■ What is expected
Make an exact copy of every entry.
--- Records for this exercise Enclosed Below ---
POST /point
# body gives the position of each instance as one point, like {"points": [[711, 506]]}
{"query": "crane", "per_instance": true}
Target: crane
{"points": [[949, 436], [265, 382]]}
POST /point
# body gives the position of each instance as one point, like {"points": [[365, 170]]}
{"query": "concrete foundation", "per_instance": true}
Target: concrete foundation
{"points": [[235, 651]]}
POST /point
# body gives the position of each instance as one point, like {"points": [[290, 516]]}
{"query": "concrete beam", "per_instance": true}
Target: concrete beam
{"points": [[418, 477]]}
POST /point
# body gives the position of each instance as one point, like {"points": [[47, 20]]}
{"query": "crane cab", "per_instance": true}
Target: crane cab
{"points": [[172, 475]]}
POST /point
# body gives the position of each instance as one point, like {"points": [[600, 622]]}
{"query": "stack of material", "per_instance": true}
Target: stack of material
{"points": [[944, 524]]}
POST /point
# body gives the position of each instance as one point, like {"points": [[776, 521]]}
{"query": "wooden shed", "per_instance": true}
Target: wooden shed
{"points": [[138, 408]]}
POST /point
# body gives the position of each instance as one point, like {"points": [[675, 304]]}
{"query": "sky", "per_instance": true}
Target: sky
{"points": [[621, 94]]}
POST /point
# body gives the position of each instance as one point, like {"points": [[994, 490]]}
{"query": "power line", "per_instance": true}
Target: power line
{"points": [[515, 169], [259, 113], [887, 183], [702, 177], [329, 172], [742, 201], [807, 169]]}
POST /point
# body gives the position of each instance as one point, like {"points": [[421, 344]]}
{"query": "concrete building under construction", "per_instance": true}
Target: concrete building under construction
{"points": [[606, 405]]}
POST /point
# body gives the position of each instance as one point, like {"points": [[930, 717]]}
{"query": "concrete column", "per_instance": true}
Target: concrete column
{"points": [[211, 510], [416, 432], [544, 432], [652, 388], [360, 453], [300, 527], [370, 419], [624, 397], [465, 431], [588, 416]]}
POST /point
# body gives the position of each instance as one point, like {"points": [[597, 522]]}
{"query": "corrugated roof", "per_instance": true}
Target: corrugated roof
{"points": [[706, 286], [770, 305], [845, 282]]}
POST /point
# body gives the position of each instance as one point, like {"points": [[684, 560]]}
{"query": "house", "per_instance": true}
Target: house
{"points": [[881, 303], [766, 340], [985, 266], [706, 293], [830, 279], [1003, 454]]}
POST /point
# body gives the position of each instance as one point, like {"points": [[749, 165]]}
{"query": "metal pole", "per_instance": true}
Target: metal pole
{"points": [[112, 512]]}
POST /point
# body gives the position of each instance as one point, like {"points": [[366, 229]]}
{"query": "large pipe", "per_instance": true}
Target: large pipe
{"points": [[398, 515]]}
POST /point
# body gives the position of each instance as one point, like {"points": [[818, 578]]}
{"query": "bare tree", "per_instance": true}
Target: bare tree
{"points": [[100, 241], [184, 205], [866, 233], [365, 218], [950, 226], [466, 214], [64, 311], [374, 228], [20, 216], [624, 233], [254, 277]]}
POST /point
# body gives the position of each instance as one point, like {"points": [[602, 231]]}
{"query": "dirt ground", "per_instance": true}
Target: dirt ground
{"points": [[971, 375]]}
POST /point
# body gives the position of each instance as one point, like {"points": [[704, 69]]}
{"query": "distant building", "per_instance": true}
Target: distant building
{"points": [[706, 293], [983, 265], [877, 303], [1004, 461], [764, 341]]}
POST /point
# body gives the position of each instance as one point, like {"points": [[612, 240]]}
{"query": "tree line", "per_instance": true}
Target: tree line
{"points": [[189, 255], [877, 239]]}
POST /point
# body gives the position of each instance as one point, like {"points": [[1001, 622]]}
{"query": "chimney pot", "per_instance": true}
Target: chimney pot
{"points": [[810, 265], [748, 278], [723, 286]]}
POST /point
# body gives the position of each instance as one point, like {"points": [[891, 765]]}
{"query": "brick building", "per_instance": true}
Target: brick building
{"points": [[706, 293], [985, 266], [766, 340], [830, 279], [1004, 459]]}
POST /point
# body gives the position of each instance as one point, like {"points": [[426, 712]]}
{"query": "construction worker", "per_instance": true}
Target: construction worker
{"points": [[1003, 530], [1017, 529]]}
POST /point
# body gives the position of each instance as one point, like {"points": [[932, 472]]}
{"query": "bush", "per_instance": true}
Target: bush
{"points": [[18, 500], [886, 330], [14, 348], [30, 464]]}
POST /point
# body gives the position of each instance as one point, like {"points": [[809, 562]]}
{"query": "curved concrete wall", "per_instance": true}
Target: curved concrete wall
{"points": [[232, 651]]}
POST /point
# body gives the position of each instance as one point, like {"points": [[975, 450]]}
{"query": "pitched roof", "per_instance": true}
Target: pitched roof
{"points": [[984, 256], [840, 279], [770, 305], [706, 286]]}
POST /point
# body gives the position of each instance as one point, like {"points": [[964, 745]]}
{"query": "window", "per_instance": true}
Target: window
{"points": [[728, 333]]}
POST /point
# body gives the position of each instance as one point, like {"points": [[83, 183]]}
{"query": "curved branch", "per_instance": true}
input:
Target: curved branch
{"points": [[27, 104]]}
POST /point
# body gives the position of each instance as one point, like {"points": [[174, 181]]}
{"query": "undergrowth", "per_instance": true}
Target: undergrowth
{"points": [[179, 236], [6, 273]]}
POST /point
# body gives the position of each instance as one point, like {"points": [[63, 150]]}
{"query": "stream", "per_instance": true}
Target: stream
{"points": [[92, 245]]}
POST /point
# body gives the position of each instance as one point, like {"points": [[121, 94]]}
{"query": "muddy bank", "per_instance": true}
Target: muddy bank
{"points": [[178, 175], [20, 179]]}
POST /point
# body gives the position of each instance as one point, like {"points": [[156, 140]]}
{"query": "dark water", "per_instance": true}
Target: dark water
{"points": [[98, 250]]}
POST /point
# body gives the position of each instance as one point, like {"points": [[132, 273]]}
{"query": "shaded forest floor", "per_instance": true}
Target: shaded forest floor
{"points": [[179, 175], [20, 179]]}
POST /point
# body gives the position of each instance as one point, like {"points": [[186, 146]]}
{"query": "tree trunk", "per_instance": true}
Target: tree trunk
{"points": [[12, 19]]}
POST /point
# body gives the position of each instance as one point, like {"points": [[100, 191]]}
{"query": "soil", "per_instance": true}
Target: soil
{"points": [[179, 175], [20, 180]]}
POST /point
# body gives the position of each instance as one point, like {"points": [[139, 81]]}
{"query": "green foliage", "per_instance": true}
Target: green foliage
--- End of Enclosed Records for this exercise ---
■ Response area
POST /point
# body gives the position of each instance as one point, like {"points": [[711, 506]]}
{"query": "crane", "per_instance": true}
Target: crane
{"points": [[949, 436], [265, 382]]}
POST /point
# body gives the position of each instance as one point, like {"points": [[365, 170]]}
{"query": "concrete foundation", "per_instance": true}
Target: concrete foundation
{"points": [[235, 651]]}
POST /point
# body gives the position of each instance as one point, like {"points": [[290, 516]]}
{"query": "concrete beam", "per_instance": true}
Target: concrete beam
{"points": [[418, 477]]}
POST /point
# body gives the position of each instance as one point, like {"points": [[47, 20]]}
{"query": "crane cab", "per_instance": true}
Target: crane cab
{"points": [[172, 475]]}
POST /point
# body gives the position of each instance as one point, like {"points": [[600, 622]]}
{"query": "stack of material", "per_instance": true}
Target: stack of material
{"points": [[944, 524]]}
POST /point
# body gives the position of each instance as one point, like {"points": [[776, 521]]}
{"query": "wooden shed", "per_instance": true}
Target: wooden shed
{"points": [[138, 408]]}
POST /point
# body gives the position of each instance as one point, like {"points": [[675, 304]]}
{"query": "sky", "per_instance": true}
Target: sky
{"points": [[621, 94]]}
POST /point
# body gives the position of each instance as one point, like {"points": [[994, 490]]}
{"query": "power line", "per_instance": true}
Target: power line
{"points": [[515, 169], [259, 113], [887, 183], [702, 177], [329, 172], [742, 201], [807, 169]]}
POST /point
# body gives the position of each instance as one point, like {"points": [[421, 344]]}
{"query": "concrete building under construction", "per_instance": true}
Target: concrete building under construction
{"points": [[606, 405]]}
POST /point
# body gives the position of each instance as one point, like {"points": [[930, 717]]}
{"query": "concrete column", "per_instance": true}
Target: concrete column
{"points": [[211, 510], [416, 432], [544, 432], [652, 388], [360, 453], [300, 527], [370, 419], [624, 397], [465, 431], [588, 416]]}
POST /point
# body gives the position of each instance as one point, like {"points": [[597, 522]]}
{"query": "corrugated roof", "per_instance": true}
Target: corrugated roof
{"points": [[706, 286], [770, 305], [845, 282]]}
POST /point
# body gives the position of each instance as one point, like {"points": [[684, 560]]}
{"query": "house", "per_instance": true}
Target: house
{"points": [[881, 303], [766, 340], [985, 266], [706, 293], [830, 279], [1003, 454]]}
POST /point
# body gives the position of each instance as one point, like {"points": [[749, 165]]}
{"query": "metal pole", "per_instance": true}
Target: metal pole
{"points": [[112, 512]]}
POST /point
# body gives the position of each instance as one point, like {"points": [[366, 229]]}
{"query": "large pipe", "per_instance": true}
Target: large pipe
{"points": [[398, 515]]}
POST /point
# body gives the position of each instance as one point, like {"points": [[818, 578]]}
{"query": "bare tree", "per_instance": true}
Target: bare tree
{"points": [[100, 241], [184, 205], [866, 233], [365, 218], [950, 226], [466, 214], [64, 311], [374, 228], [20, 216], [624, 233], [254, 277]]}
POST /point
# body gives the position of each instance as one point, like {"points": [[602, 231]]}
{"query": "dirt ground", "per_instance": true}
Target: dirt ground
{"points": [[971, 375]]}
POST /point
# body gives the position of each instance as one point, like {"points": [[704, 69]]}
{"query": "distant building", "per_instance": true}
Target: distant building
{"points": [[706, 293], [983, 265], [877, 303], [1004, 461], [764, 341]]}
POST /point
# body gives the position of each instance as one point, like {"points": [[612, 240]]}
{"query": "tree line", "per_instance": true}
Target: tree line
{"points": [[189, 255], [877, 239]]}
POST /point
# body gives the position of each instance as one point, like {"points": [[1001, 622]]}
{"query": "chimney pot", "per_instance": true}
Target: chimney pot
{"points": [[810, 265], [748, 278], [723, 286]]}
POST /point
# body gives the position of each instance as one point, like {"points": [[891, 765]]}
{"query": "brick building", "per_instance": true}
Target: brick building
{"points": [[706, 293], [985, 266], [766, 340], [830, 279], [1004, 459]]}
POST /point
# body gives the position of each instance as one point, like {"points": [[426, 712]]}
{"query": "construction worker", "per_instance": true}
Target: construction worker
{"points": [[1003, 530], [1017, 529]]}
POST /point
# body gives the position of each instance as one point, like {"points": [[932, 472]]}
{"query": "bush", "per_instance": true}
Target: bush
{"points": [[18, 500], [886, 330], [14, 348], [30, 464]]}
POST /point
# body gives the position of each instance as one point, like {"points": [[809, 562]]}
{"query": "curved concrete wall", "per_instance": true}
Target: curved concrete wall
{"points": [[232, 651]]}
POST /point
# body gives the position of each instance as one point, like {"points": [[975, 450]]}
{"query": "pitched roof", "per_instance": true}
Target: pitched roof
{"points": [[984, 256], [840, 279], [770, 305], [706, 286]]}
POST /point
# body gives the position of each instance as one point, like {"points": [[964, 745]]}
{"query": "window", "per_instance": true}
Target: window
{"points": [[728, 333]]}
POST /point
# body gives the position of each instance as one point, like {"points": [[83, 183]]}
{"query": "curved branch", "per_instance": true}
input:
Target: curved branch
{"points": [[27, 104]]}
POST /point
# body gives the position of each instance as one point, like {"points": [[174, 181]]}
{"query": "undergrowth", "per_instance": true}
Target: undergrowth
{"points": [[179, 236], [6, 273]]}
POST /point
# body gives the position of each instance as one point, like {"points": [[63, 150]]}
{"query": "stream", "per_instance": true}
Target: stream
{"points": [[92, 245]]}
POST /point
# body gives the position of each instance as one point, like {"points": [[121, 94]]}
{"query": "muddy bank", "per_instance": true}
Target: muddy bank
{"points": [[178, 175], [20, 179]]}
POST /point
# body gives the position of each instance as one point, like {"points": [[156, 140]]}
{"query": "dark water", "per_instance": true}
Target: dark water
{"points": [[98, 250]]}
POST /point
# body gives the position of each instance as one point, like {"points": [[132, 273]]}
{"query": "shaded forest floor", "per_instance": true}
Target: shaded forest floor
{"points": [[179, 175], [20, 179]]}
POST /point
# body gives the position of each instance as one point, like {"points": [[186, 146]]}
{"query": "tree trunk", "per_instance": true}
Target: tree trunk
{"points": [[12, 19]]}
POST /point
# body gives the position of each instance as one point, like {"points": [[100, 191]]}
{"query": "soil", "per_instance": true}
Target: soil
{"points": [[179, 175], [20, 180]]}
POST /point
# body gives the position of each instance as one point, like {"points": [[139, 81]]}
{"query": "green foliage", "per_instance": true}
Target: green foliage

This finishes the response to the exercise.